Can you reproduce every line of the items below, requests included, after scaling each pixel coordinate in the answers by 1.9 and rounding it to a whole number, with halves rounded up? Keep the requests and their format samples unchanged.

────────────────

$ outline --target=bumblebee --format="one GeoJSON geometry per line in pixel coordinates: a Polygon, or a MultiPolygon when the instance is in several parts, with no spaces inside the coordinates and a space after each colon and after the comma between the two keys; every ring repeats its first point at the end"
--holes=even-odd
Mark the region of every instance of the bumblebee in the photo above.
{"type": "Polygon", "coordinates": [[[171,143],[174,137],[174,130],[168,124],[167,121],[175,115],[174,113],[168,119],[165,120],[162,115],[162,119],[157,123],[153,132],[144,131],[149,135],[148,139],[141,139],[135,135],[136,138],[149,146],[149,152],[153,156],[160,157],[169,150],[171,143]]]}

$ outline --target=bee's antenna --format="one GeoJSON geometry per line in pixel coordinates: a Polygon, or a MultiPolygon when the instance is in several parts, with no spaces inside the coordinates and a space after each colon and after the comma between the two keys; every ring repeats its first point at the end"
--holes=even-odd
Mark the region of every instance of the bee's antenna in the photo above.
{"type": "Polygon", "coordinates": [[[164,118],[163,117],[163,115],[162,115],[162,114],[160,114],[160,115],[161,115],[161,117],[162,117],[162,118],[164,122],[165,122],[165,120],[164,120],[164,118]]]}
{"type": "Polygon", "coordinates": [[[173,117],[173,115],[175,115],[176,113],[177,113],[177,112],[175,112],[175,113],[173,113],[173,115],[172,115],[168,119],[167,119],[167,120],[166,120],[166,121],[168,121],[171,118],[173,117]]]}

────────────────

**EXPECTED ANSWER**
$ outline --target=bumblebee --format="one GeoJSON geometry per line in pixel coordinates: a Polygon, or a MultiPolygon when the instance is in several parts, with no spaces inside the coordinates and a space after each colon and after the comma between the two keys; every ring repeats its first point at the end"
--holes=even-odd
Mark the region of every instance of the bumblebee in the photo above.
{"type": "Polygon", "coordinates": [[[325,272],[331,260],[331,247],[319,236],[317,230],[333,219],[331,215],[319,226],[314,228],[308,219],[308,226],[298,234],[291,251],[274,249],[283,257],[281,264],[268,264],[257,257],[258,262],[283,277],[283,289],[291,296],[304,298],[321,285],[325,272]]]}

$ outline --target=bee's antenna --format="one GeoJSON geometry per line in pixel coordinates: a Polygon, or a MultiPolygon when the instance is in several parts, with no spaces inside the coordinates and a space after each colon and after the comma between the two keys; every ring repeats its first point at the end"
--holes=even-odd
Mark the region of every instance of the bee's antenna in the photo above.
{"type": "Polygon", "coordinates": [[[312,224],[310,222],[310,219],[308,219],[308,217],[304,217],[304,219],[306,219],[306,222],[308,222],[308,224],[312,232],[314,232],[314,228],[312,228],[312,224]]]}
{"type": "Polygon", "coordinates": [[[329,222],[329,219],[333,219],[334,215],[336,215],[336,213],[333,213],[333,215],[329,215],[329,219],[327,219],[319,226],[317,226],[317,228],[315,228],[315,230],[319,230],[325,224],[329,222]]]}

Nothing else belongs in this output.